**EXERCISE:**
Filter the records below for the word "logo". Copy each line that holds it.

Collected data entries:
+ + + + + + +
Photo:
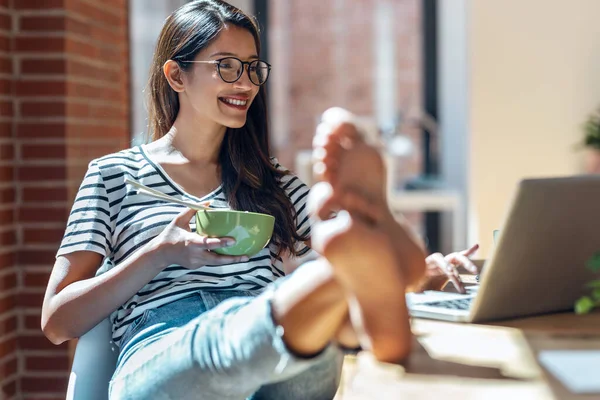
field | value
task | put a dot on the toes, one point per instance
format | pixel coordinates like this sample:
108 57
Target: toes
361 206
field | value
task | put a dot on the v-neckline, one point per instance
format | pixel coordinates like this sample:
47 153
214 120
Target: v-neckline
174 184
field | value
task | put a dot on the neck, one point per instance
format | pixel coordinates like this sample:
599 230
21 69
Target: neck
197 141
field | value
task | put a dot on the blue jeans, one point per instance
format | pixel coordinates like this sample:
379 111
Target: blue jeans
218 345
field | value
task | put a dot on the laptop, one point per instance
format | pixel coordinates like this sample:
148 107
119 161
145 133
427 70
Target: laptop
538 264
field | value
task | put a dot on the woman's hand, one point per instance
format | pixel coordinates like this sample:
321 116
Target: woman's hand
177 244
443 269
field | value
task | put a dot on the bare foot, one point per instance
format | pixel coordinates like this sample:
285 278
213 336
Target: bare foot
353 173
363 243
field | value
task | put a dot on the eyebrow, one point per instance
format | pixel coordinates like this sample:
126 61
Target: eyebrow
224 53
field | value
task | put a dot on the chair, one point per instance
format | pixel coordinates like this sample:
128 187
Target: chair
93 364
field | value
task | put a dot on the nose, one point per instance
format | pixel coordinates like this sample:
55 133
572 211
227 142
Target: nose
244 82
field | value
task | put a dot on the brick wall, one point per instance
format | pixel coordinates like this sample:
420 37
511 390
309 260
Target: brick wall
9 314
64 99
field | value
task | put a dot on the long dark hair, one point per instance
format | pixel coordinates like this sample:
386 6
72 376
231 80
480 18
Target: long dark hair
250 181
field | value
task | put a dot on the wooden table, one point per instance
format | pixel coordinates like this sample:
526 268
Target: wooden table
470 361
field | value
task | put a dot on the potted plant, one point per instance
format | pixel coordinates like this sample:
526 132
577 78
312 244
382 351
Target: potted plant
587 303
591 143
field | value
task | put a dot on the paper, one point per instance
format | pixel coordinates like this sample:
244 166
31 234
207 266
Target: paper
577 370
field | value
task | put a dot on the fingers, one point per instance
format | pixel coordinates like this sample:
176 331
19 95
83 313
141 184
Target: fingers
470 251
438 260
459 259
183 218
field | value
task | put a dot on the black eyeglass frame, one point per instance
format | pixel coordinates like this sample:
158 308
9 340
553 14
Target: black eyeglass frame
244 63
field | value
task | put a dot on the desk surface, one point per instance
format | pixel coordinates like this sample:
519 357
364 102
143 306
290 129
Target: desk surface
472 361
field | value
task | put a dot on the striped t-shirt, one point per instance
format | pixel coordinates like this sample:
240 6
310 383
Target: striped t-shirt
111 218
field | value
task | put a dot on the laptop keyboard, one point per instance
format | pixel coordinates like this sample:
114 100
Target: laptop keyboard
457 304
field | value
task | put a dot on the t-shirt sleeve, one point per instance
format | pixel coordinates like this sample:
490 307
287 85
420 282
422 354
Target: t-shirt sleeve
297 192
89 224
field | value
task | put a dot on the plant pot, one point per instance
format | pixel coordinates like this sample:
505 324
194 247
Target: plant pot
592 161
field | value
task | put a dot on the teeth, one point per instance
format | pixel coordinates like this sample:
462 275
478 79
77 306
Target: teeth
235 102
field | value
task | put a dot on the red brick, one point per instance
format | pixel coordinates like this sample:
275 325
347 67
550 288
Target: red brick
9 389
6 65
9 368
7 303
43 214
84 49
6 108
36 257
5 43
116 38
41 173
6 129
8 326
48 44
92 131
48 363
6 87
7 195
43 67
78 110
41 88
6 173
8 238
41 131
38 342
7 260
42 151
8 346
46 23
6 22
39 385
7 152
43 109
8 282
97 14
38 4
45 235
80 69
79 27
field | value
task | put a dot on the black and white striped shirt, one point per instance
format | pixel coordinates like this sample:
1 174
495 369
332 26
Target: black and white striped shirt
111 218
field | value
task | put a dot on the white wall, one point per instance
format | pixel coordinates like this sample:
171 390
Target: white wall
534 75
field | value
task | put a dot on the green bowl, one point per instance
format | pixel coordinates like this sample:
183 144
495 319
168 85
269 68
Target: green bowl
251 231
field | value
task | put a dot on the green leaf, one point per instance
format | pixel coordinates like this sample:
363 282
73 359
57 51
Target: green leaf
593 284
584 305
594 263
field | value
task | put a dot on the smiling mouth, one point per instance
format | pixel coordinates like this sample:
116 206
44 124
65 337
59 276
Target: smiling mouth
234 103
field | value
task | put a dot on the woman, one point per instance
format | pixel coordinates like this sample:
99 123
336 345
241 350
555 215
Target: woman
194 324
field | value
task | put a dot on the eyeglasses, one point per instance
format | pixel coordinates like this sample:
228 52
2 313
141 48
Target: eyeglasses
230 69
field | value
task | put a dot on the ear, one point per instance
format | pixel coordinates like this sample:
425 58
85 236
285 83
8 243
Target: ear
173 73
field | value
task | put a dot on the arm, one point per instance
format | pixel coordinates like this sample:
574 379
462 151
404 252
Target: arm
76 300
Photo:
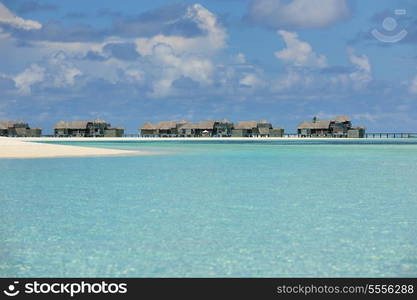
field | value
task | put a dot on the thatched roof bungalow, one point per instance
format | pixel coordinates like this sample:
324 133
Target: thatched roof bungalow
18 128
337 127
223 128
245 129
91 128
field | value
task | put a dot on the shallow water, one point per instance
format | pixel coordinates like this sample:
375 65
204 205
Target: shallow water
214 209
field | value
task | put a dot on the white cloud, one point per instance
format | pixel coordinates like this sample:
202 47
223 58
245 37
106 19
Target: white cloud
28 77
7 17
298 13
363 73
413 86
299 53
212 41
173 67
240 58
62 72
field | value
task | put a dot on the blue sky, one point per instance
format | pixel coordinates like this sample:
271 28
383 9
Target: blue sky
282 60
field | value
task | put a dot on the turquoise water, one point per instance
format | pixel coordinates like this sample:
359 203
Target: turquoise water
234 209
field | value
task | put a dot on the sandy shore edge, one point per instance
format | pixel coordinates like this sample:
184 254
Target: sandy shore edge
21 148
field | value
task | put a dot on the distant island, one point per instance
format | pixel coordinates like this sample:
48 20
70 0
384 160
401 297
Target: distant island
339 127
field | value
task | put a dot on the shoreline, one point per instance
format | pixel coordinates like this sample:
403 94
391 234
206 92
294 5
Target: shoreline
30 148
27 148
110 139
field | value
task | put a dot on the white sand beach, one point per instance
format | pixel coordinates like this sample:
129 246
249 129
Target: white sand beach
26 148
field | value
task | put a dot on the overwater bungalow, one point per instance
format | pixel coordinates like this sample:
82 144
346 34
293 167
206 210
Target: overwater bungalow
162 129
93 128
218 128
341 126
245 129
148 130
223 128
18 128
256 129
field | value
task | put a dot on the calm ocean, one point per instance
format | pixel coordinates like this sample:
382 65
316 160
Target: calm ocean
233 209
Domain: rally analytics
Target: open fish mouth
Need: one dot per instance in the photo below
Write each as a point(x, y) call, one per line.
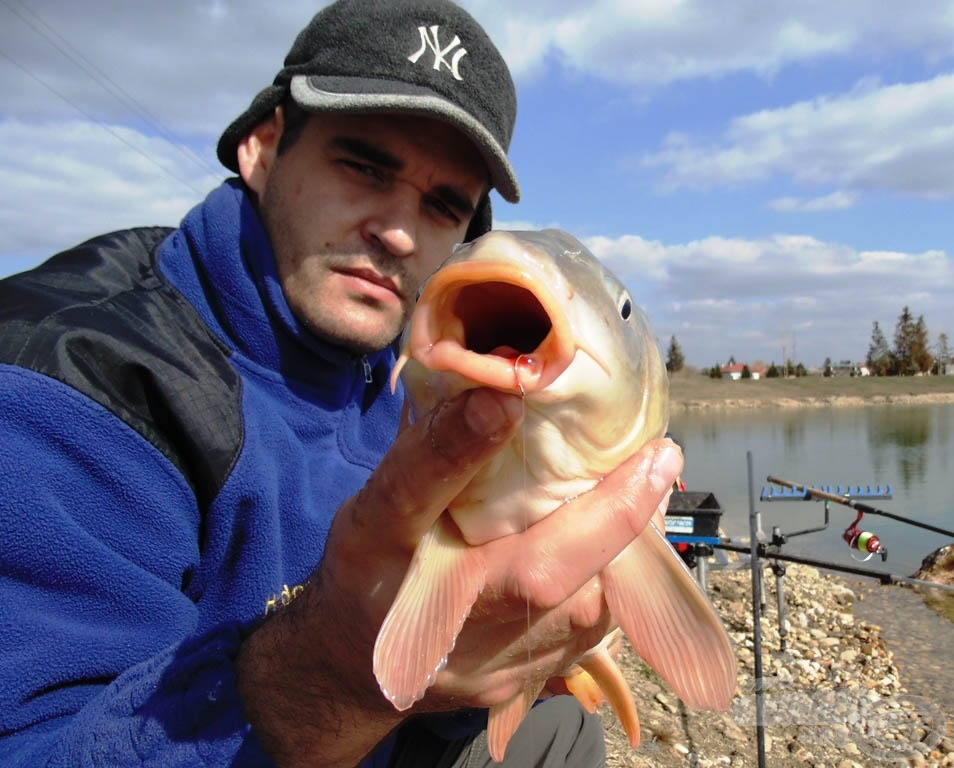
point(501, 319)
point(493, 322)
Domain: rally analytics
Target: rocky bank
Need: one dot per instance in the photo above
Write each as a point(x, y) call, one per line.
point(834, 698)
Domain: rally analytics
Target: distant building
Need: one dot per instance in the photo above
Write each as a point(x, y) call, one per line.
point(734, 371)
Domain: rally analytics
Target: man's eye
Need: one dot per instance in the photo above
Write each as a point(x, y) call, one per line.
point(364, 169)
point(444, 210)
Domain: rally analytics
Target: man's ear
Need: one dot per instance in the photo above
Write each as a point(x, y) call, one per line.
point(258, 150)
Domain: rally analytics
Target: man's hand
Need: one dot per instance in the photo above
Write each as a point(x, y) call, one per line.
point(306, 673)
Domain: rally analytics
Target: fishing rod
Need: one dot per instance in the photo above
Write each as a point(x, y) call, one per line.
point(847, 501)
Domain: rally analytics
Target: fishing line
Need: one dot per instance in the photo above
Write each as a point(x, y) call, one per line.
point(526, 485)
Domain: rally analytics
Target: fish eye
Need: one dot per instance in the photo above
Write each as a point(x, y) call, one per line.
point(625, 307)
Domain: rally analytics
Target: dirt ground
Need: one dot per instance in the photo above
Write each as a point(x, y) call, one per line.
point(692, 390)
point(834, 698)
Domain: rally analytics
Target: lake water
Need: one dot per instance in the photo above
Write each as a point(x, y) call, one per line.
point(910, 448)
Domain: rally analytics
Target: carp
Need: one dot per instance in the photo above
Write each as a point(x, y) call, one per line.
point(534, 313)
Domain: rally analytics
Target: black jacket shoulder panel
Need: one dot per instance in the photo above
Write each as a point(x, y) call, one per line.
point(102, 319)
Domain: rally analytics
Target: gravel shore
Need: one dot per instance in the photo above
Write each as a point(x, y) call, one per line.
point(834, 698)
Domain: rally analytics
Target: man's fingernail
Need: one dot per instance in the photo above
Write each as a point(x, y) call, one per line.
point(667, 464)
point(492, 414)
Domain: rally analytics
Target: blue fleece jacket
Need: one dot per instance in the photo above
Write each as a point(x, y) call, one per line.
point(127, 578)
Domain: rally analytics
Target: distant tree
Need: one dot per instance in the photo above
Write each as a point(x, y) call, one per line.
point(921, 359)
point(903, 352)
point(879, 358)
point(675, 361)
point(943, 353)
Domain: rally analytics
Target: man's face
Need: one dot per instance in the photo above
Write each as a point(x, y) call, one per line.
point(359, 211)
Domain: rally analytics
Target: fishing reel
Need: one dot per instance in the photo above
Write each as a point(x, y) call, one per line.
point(863, 541)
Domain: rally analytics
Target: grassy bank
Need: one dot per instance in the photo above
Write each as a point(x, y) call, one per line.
point(693, 390)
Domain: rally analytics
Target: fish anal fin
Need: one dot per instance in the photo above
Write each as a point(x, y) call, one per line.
point(670, 622)
point(607, 678)
point(419, 632)
point(504, 719)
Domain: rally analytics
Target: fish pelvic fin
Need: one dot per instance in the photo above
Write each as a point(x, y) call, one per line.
point(419, 632)
point(504, 719)
point(670, 622)
point(600, 680)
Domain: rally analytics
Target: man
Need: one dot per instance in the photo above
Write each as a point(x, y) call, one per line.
point(202, 525)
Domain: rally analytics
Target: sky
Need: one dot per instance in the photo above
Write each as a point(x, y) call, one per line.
point(767, 178)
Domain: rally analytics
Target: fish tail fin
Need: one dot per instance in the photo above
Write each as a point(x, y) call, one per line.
point(670, 622)
point(420, 630)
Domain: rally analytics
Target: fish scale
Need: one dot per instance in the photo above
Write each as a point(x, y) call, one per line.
point(594, 390)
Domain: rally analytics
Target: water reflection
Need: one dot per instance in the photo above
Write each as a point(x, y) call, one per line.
point(910, 448)
point(900, 436)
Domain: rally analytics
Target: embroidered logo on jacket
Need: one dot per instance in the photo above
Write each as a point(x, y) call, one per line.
point(287, 595)
point(430, 39)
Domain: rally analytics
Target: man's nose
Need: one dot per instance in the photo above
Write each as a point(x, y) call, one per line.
point(394, 223)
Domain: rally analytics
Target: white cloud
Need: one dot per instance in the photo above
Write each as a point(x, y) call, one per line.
point(743, 297)
point(67, 181)
point(836, 201)
point(896, 137)
point(649, 43)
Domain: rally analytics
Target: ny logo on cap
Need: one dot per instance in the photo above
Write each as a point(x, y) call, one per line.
point(430, 38)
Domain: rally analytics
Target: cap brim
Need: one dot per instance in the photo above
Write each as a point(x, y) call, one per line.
point(351, 94)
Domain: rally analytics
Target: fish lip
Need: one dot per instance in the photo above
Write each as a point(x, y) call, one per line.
point(436, 348)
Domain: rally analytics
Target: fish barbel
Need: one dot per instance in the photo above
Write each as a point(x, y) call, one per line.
point(536, 314)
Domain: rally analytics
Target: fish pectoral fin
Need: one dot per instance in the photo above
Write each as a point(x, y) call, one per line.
point(586, 690)
point(419, 632)
point(504, 719)
point(670, 622)
point(602, 673)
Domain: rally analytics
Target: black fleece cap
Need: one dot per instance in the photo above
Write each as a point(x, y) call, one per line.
point(417, 57)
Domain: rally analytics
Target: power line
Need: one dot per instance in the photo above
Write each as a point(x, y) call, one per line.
point(99, 122)
point(110, 86)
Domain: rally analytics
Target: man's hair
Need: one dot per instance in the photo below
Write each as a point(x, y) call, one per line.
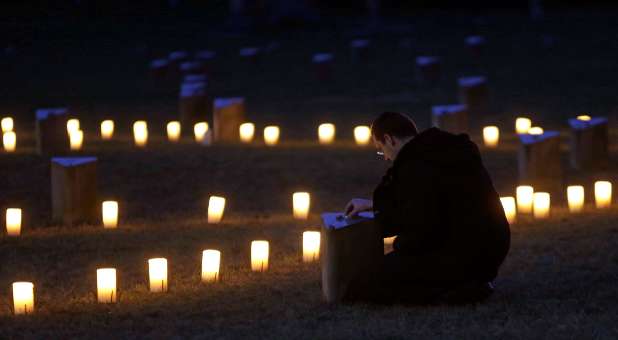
point(395, 124)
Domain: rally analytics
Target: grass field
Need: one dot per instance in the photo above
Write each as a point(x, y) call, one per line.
point(559, 280)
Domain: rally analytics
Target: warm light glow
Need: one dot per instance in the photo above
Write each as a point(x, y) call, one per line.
point(271, 135)
point(247, 130)
point(311, 246)
point(157, 273)
point(216, 206)
point(525, 198)
point(522, 125)
point(76, 138)
point(140, 133)
point(23, 298)
point(535, 130)
point(326, 133)
point(259, 256)
point(541, 205)
point(301, 202)
point(110, 214)
point(575, 198)
point(106, 285)
point(7, 124)
point(9, 140)
point(173, 131)
point(107, 129)
point(199, 130)
point(603, 194)
point(362, 135)
point(491, 136)
point(72, 125)
point(211, 262)
point(510, 210)
point(13, 221)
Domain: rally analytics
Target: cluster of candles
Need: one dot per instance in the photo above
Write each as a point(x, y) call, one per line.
point(539, 203)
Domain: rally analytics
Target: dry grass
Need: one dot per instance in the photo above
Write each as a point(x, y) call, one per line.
point(559, 280)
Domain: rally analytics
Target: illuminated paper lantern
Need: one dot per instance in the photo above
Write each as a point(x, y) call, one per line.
point(140, 133)
point(259, 256)
point(362, 135)
point(211, 262)
point(311, 246)
point(541, 205)
point(157, 273)
point(110, 214)
point(522, 125)
point(216, 206)
point(525, 197)
point(107, 129)
point(603, 194)
point(76, 138)
point(72, 125)
point(301, 202)
point(23, 298)
point(271, 135)
point(575, 198)
point(173, 131)
point(9, 141)
point(326, 133)
point(13, 221)
point(246, 130)
point(106, 285)
point(510, 209)
point(491, 136)
point(7, 124)
point(199, 130)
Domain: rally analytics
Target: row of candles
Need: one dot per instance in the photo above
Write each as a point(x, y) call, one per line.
point(527, 201)
point(107, 291)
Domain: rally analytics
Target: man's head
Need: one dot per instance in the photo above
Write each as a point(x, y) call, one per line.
point(390, 131)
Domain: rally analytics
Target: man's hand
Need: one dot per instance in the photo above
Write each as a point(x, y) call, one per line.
point(357, 205)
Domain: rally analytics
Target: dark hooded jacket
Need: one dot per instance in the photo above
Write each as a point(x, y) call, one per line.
point(439, 200)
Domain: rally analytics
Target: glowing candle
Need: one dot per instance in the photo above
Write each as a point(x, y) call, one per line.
point(211, 262)
point(7, 124)
point(301, 202)
point(326, 133)
point(491, 135)
point(541, 205)
point(311, 246)
point(575, 198)
point(76, 138)
point(271, 135)
point(23, 298)
point(362, 135)
point(510, 210)
point(107, 129)
point(603, 194)
point(199, 130)
point(524, 195)
point(247, 131)
point(72, 125)
point(110, 214)
point(522, 125)
point(157, 272)
point(9, 140)
point(259, 256)
point(173, 131)
point(216, 206)
point(106, 285)
point(13, 221)
point(535, 131)
point(140, 133)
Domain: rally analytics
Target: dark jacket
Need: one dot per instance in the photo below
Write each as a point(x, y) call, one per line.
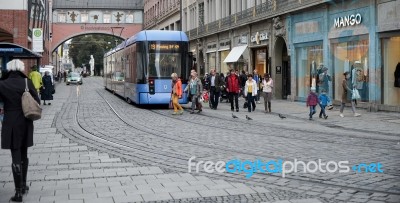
point(47, 92)
point(17, 131)
point(218, 82)
point(397, 76)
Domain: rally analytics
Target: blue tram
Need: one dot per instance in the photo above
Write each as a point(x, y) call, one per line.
point(140, 68)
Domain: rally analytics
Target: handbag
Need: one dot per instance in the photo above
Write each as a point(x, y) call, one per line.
point(30, 107)
point(355, 94)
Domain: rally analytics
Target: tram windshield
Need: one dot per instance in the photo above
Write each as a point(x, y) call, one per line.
point(165, 58)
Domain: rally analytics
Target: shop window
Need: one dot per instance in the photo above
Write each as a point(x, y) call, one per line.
point(211, 61)
point(62, 18)
point(106, 18)
point(260, 61)
point(310, 62)
point(129, 18)
point(224, 66)
point(391, 71)
point(352, 57)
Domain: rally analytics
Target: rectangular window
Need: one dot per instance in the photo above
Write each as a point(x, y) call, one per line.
point(351, 56)
point(129, 18)
point(84, 17)
point(106, 18)
point(62, 18)
point(309, 62)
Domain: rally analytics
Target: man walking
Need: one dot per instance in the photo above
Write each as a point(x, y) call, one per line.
point(256, 77)
point(215, 88)
point(233, 89)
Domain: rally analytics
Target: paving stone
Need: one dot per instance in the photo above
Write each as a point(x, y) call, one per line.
point(185, 195)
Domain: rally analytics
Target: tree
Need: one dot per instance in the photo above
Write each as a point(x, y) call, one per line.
point(83, 46)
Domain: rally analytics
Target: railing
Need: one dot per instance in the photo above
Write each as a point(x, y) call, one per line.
point(260, 12)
+ + + + + + +
**RESPONSE TO THE TASK:**
Target: embroidered logo on jacket
Target: ny logo on cap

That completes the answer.